• Task objective:
Output all of the following lines word for word, without changing anything.

(Items taken from a dataset)
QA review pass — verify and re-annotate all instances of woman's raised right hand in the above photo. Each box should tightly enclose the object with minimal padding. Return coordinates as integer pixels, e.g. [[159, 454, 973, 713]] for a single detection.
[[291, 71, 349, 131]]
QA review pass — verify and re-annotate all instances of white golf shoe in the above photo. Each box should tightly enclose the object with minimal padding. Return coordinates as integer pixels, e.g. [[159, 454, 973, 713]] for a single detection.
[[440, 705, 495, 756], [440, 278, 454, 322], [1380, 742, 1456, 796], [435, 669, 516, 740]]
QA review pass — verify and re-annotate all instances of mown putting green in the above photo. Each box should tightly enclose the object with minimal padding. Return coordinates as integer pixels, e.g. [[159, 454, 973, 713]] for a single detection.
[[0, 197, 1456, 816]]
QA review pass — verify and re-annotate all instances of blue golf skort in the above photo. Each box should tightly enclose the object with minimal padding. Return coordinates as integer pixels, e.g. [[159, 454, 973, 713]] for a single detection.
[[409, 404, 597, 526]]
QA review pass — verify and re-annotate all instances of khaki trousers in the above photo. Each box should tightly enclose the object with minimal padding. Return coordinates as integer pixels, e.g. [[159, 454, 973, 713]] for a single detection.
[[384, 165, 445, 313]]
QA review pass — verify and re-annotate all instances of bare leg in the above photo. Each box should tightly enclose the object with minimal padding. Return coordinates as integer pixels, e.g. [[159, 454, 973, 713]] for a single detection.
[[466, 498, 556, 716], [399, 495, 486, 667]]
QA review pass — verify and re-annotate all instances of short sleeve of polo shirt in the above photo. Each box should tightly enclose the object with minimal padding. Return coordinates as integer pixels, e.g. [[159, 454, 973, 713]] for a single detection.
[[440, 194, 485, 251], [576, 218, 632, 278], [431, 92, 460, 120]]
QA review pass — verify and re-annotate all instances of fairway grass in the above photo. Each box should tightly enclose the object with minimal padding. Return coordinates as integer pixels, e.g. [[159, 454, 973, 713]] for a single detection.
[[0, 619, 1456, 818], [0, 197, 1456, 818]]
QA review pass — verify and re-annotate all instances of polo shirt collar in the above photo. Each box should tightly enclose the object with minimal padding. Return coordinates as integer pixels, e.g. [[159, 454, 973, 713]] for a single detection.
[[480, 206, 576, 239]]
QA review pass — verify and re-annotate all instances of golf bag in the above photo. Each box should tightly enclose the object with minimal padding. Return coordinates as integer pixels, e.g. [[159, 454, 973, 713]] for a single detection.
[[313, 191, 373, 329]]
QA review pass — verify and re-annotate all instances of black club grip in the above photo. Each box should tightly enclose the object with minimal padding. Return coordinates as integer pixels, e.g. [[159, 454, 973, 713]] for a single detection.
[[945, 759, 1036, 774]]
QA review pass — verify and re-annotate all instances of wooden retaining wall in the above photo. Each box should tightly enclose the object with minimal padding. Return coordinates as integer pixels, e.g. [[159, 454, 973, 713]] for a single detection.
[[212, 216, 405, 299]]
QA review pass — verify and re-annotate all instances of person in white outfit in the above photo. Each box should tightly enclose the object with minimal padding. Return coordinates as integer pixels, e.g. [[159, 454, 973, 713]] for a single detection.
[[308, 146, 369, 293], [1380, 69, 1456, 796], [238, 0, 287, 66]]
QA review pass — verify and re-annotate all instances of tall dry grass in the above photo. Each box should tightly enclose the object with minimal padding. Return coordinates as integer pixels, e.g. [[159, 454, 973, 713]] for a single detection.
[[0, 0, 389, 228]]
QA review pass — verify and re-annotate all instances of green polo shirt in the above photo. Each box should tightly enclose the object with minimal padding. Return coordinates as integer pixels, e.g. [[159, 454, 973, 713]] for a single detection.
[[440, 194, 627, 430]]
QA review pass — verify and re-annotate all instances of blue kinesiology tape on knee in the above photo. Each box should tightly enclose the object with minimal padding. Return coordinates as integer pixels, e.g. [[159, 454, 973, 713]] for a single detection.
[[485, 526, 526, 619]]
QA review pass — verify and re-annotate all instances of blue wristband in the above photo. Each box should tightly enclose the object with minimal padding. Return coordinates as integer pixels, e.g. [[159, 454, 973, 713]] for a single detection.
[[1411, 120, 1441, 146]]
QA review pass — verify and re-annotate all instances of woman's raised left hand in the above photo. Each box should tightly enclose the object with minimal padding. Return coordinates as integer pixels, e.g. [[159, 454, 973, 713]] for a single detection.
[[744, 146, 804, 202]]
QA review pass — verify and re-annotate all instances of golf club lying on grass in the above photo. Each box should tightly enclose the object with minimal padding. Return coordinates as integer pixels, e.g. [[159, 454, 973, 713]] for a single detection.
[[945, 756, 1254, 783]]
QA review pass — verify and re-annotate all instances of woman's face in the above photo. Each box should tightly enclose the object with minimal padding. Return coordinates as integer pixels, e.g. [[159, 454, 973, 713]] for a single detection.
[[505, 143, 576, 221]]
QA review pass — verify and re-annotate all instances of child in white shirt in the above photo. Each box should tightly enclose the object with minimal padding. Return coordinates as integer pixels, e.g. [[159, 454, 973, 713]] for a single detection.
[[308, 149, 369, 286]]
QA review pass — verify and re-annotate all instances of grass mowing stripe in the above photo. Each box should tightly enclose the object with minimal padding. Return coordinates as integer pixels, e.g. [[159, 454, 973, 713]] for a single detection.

• Full output:
QA review pass — verify and re-annotate all instances of woman's raised right hand in the above photo. Each box should tightly enclose the object with minimal padding. Return coordinates as integer pixels, e.g. [[159, 454, 973, 713]] for a single detection.
[[291, 71, 349, 131]]
QA review pass — verify and re-annotate all instances of white golf shoe in the above photo. Each box should tightly enclose the object with minimal padding. Return coordinates as integer pixels, e.g. [[159, 454, 973, 713]] for a single detection.
[[440, 705, 495, 756], [440, 278, 454, 322], [1380, 742, 1456, 796], [435, 669, 516, 740]]
QA review pass — verify and re-annotate all instances of mown putting green in the above photo. Each box should tightly enclose the object with minimal padding. Return coordinates as integer pixels, e.g. [[159, 454, 973, 713]] for a single detection.
[[0, 197, 1456, 816]]
QA review pass — verify and re-annotate all instances of blue golf skort in the above photo. Each box should tightly enclose the object with minimal padding. Return coordinates as integer pixels, e.g. [[159, 454, 973, 713]] for a single detection.
[[409, 404, 597, 526]]
QA review pass — verify and re-annotate all instances of khaki trousers in the above photo. Each box should tightly enclose the object with minimal padding. Return coordinates as integer pixels, e.g. [[159, 454, 973, 713]] for a single detection.
[[384, 165, 445, 313]]
QA review pass — verify and re-annotate all instances of bare leg in the above photo. Each box should tightly enclose the object with minimal padding. Return coordinates as integer pixels, e.g. [[159, 454, 973, 713]] for a single detection.
[[466, 498, 556, 716], [399, 495, 486, 667]]
QA review pass — verify and re-annotate all instances of short sleeve of polo shirt in the above photo. Each box should tightly enclose the object with minimal padding. Return coordinates as integer pixels, e.g. [[159, 454, 973, 713]] for a single detection.
[[440, 194, 485, 251], [576, 218, 632, 278], [431, 92, 460, 120]]
QA review pass — verify and re-annotate all instances of fairway grass in the above photo. Each box should tightly enclose the object with minimal padding. Return coordinates as integer pixels, e.g. [[159, 454, 973, 713]] for a single detection.
[[0, 619, 1456, 818], [0, 197, 1456, 818]]
QA review pass — verify and re-annotate all instances of polo shirt collar in the above photo. Each box should tightly enclose the object with minimal padding. Return coordinates as integer pixels, e.g. [[159, 454, 973, 713]] for a single detection.
[[480, 206, 576, 239]]
QA review pass — verify and re-annotate all instances of golf bag in the above photo. Each box should tightly enclose the object with minimal padding. Return coordinates as integer pixels, e.g. [[159, 454, 973, 713]] for a single detection.
[[313, 191, 373, 329]]
QA review pass — verify and re-annotate all instances of black club grip in the above photo. Each box should tightly enclose the object with minimal padding. Return coordinates as integer pixels, e.g. [[159, 454, 973, 713]] for a single detection.
[[945, 759, 1036, 774]]
QA review pass — verify and re-annotate all instances of wooden retaining wall in the above photo. Each box should tightly enclose the object with minimal padding. Return coordinates as integer pixels, e.g. [[159, 454, 973, 713]] for a single detection.
[[212, 216, 405, 299]]
QA review pass — verify and re-annotate all instances of person in white outfit in the above photo. Each box should tightly enclose the object with minimal padding. Return coordinates as integer pixels, e.g. [[159, 454, 973, 713]] for a single detection.
[[308, 146, 369, 293], [1380, 69, 1456, 796], [238, 0, 287, 66]]
QA review pass — verify and re-annotate all instances of tall dry grass in the above photo. Each box should tightly enclose the object with minimal padding. Return coordinates as integer pixels, e.g. [[159, 454, 973, 713]] for a single detection.
[[0, 0, 389, 228]]
QA review pass — verify and re-annotate all instances of green polo shirt in the above photo. Each box should tightly enclose the object with minimal padding. Return coordinates as integer pixels, e.g. [[159, 454, 973, 713]] for a single detection.
[[440, 194, 627, 430]]
QA review pass — verify and re-annotate all instances of blue kinesiology tape on knee in the above photo. Each box should tightly enclose the object with minimal padding. Return coordinates as integer pixels, e.g. [[159, 454, 973, 713]] for a single detection.
[[485, 526, 526, 619]]
QA review pass — verify and re-annotate all instances of blue wristband in the above photo. Each box should tightly enclose the object with minimal padding. Return coordinates as integer pixels, e.g. [[159, 454, 973, 713]] for a single detection.
[[1411, 120, 1441, 146]]
QA review pass — verify and re-annotate all instances of woman's raised left hand in the above photo. Each box should tightly enclose the object with minimal padding. Return coordinates as integer pixels, e.g. [[159, 454, 973, 713]] for a single detection.
[[744, 146, 804, 202]]
QA review pass — verify and re-annotate all instances of golf club lying on grass in the above photo. Each box should tightly enclose the object with minimal padding. Return coordinates as integer pixels, e.g. [[159, 454, 973, 713]] for a single detection.
[[945, 756, 1254, 783]]
QA review pass — verify and re-annotate all instances of woman's face in the above photo. Each box should tightly enclose the object with minimal padding. Return coordinates as integer pixels, e.g. [[159, 454, 973, 713]] for a single detection.
[[505, 143, 576, 221]]
QA review pass — verify and re-annotate all instances of child in white shirt in the above photo. Each box should tightly enclose the object with minimal padding. Return coordinates as integer pixels, e.g. [[159, 454, 973, 713]] for a single detection.
[[308, 149, 369, 286]]
QA review pass — verify and re-annotate all instances of grass mowing stripe in the above photo. Each box should tightly enclose the object with minimal padding. Return coordinates as integer pixels, e.g. [[159, 454, 973, 713]] for a single detection.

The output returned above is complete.